[CONSIGNE ÉCRITE] Pourriez-vous reprendre le récit écrit dans le train sur la lecture de Schopenhauer et le poursuivre à partir de sa dernière phrase ?

[EXTRAIT SOURCE]
• • • • • • •
Le train (extrait n°14 du 8 avril 2003) par Bernard Kudlak

Le 30 mars 2003 dans un train :
La période de répète achevée, nous repartons en tournée : beaucoup de train en perspective, donc du temps pour vous écrire.

Je lis pas mal de choses, grappillant ici et là dans des ouvrages déjà digérés par d’autres.
Plutôt genre extraits que œuvres, pour la philosophie : avant de me réjouir de Montaigne dans le texte, la salive m’est venue en parcourant un recueil d’aphorismes.
Bref, je suis un peu comme un politicien qui farcit ses discours de citations tirées d’un dictionnaire de la même eau, et qui, citant un auteur célèbre inconnu de lui, chercherait à le connaître.

Donc, chemin faisant pour rejoindre le Cirque Royal de Bruxelles où nous jouons "Récréation", je parcours un petit livre d’aphorismes intitulé "Insultes", tirés de l’œuvre d’Arthur Schopenhauer.
C’est très chouette.
Il me fait penser à Cioran et à Brigitte Bardot, et je l’imagine avoir le physique de Lautrec, ce qui n’est pas sympa, ni pour Lautrec, ni pour lui, et encore moins pour l’image que je me fais de moi…mais il est un fait : à le lire, c’est cette représentation qui s’offre à moi.
Misogyne au dernier degré et misanthrope à celui d’avant, farouchement contre le monothéisme et l’imbécillité humaine, il nous régale de perles du genre : "Les autres parties du monde ont des singes, l’Europe a des Français, cela se compense !"
C’est dire que quand il dit ne pas aimer les imbéciles, il en connaît un rayon.
Mais il aime les singes et les chiens particulièrement…

Stop aparté : dans un interview, à propos de sa collaboration avec Zingaro, Boulez à qui on demande "Aimez-vous les chevaux ?" répond "Oui, j’aime les chevaux… tout autant que les hippopotames…". Waaaouh ! !… Là chapeau ! Jusqu’ici, je ne l’avais entendu que dire des conneries sur le jazz. Du coup, je vais aller acheter un de ces disks dodéconnantphoniques.
• • • • • • •
[DONNÉES FOURNIES]

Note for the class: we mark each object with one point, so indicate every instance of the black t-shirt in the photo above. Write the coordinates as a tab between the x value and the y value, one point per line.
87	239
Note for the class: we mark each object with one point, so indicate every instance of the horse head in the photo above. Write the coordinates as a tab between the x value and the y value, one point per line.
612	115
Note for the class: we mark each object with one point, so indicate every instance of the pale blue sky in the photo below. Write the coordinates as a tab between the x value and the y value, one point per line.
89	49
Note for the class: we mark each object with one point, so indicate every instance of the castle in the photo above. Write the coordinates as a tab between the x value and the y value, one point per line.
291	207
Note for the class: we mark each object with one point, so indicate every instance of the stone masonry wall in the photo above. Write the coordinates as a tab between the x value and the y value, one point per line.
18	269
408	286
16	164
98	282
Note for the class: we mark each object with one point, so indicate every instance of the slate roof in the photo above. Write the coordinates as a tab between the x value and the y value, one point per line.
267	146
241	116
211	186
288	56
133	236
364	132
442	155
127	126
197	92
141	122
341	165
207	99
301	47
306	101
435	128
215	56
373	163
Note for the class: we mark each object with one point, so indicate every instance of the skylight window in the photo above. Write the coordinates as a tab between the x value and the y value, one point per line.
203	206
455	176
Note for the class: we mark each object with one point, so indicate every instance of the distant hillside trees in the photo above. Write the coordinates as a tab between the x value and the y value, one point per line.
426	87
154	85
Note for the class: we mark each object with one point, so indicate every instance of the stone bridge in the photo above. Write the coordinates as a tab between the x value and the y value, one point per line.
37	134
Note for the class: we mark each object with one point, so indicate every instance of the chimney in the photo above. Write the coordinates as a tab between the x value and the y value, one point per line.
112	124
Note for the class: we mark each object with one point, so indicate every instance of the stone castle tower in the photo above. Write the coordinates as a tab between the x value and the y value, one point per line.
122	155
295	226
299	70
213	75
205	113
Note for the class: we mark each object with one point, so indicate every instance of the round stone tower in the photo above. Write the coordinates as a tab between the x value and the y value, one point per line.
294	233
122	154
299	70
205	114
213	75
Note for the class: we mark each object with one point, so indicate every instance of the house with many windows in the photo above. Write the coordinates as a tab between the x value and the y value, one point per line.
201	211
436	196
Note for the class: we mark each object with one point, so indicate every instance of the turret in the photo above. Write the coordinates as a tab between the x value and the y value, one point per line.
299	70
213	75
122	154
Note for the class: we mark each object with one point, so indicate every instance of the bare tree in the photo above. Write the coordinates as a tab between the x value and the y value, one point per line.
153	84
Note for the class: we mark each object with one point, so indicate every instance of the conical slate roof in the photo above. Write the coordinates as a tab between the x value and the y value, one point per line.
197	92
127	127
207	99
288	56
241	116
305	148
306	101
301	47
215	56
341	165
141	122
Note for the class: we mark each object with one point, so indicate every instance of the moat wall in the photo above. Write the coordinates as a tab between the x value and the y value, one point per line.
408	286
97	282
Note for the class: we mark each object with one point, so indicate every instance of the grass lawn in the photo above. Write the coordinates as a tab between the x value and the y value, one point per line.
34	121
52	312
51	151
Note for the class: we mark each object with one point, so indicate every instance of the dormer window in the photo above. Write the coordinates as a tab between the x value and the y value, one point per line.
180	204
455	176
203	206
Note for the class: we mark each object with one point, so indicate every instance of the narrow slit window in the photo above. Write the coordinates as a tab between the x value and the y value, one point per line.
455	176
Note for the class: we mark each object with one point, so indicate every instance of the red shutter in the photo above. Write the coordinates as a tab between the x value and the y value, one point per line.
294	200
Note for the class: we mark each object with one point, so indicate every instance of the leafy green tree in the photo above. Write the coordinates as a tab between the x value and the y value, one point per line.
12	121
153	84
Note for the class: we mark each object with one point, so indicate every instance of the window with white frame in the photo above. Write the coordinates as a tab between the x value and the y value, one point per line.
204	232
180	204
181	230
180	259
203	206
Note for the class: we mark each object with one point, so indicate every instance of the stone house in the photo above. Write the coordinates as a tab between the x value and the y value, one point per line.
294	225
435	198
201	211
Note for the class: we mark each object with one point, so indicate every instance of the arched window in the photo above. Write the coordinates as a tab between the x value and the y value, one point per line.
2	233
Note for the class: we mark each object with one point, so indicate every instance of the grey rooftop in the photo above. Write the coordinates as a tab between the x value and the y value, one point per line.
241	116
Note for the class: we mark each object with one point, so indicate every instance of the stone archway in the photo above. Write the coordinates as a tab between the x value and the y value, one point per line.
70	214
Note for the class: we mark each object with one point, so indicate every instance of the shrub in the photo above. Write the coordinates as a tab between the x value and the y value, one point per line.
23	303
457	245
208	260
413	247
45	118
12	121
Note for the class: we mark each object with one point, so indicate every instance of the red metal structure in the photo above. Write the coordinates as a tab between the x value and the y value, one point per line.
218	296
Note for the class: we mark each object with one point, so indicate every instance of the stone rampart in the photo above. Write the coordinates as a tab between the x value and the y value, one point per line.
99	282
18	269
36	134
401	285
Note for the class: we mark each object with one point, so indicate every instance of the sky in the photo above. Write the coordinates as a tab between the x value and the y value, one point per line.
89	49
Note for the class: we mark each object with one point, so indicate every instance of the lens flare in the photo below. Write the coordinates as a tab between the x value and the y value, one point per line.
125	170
• • • • • • •
[RÉPONSE RÉDIGÉE]
Revenons à Schoppy :
J’éprouve de la colère quand il parle haineusement des femmes, ce petit merdeux aigri, mais de la curiosité quand, en 1851, il dit des américains : "En dépit de la situation de prospérité matérielle du pays (les États-Unis d’Amérique), que trouvons-nous comme sentiment prédominant ? Le vil utilitarisme avec sa compagne inévitable, l’ignorance, qui a frayé la voie à la stupide bigoterie anglicane, aux sots préjugés, à la grossièreté brutale (…), l’escroquerie politique abominable d’une province voisine, suivi de raids rapaces sur son riche territoire, raids que son chef de l’état cherche ensuite à excuser par des mensonges que chacun dans le pays sait être tels, et dont on se moque."
Bref, ajouter à cela qu’il râle (aux deux sens du terme) contre ses collègues philosophes plus chanceux que lui… Un régal. Hegel, surtout, lui file des boutons.
Avec Cioran, on peut également se réjouir en lisant cette naturelle méchanceté du pessimisme le plus profond, mais on ne peut guère lui pardonner de ne s’être pas mis une balle dans la tête ou de ne pas s’être pendu par le cou…Sa mort, vieux et dans un lit, vient démolir tout son baratin… Ce qui par cette démonstration répugnante renforce sa théorie : on ne peut faire confiance à personne. Belle logique.

Quand à Brigitte Bardot, elle est, comme ces deux cons là, méchante avec certains humains (les "trop pas assez français"), et toute attendrie par l’espèce animale, qui au moins ne vient pas la contredire quand elle parle de l’émigration. Du coup, elle fricote avec une idéologie pour qui " homo homini lupus "* est une loi naturelle.
(* j’adore les citations latines : la pédanterie est le seul luxe des autodidactes !)
Si l’homme est un loup pour l’homme, la Brigitte a au moins une raison d’aimer l’humanité.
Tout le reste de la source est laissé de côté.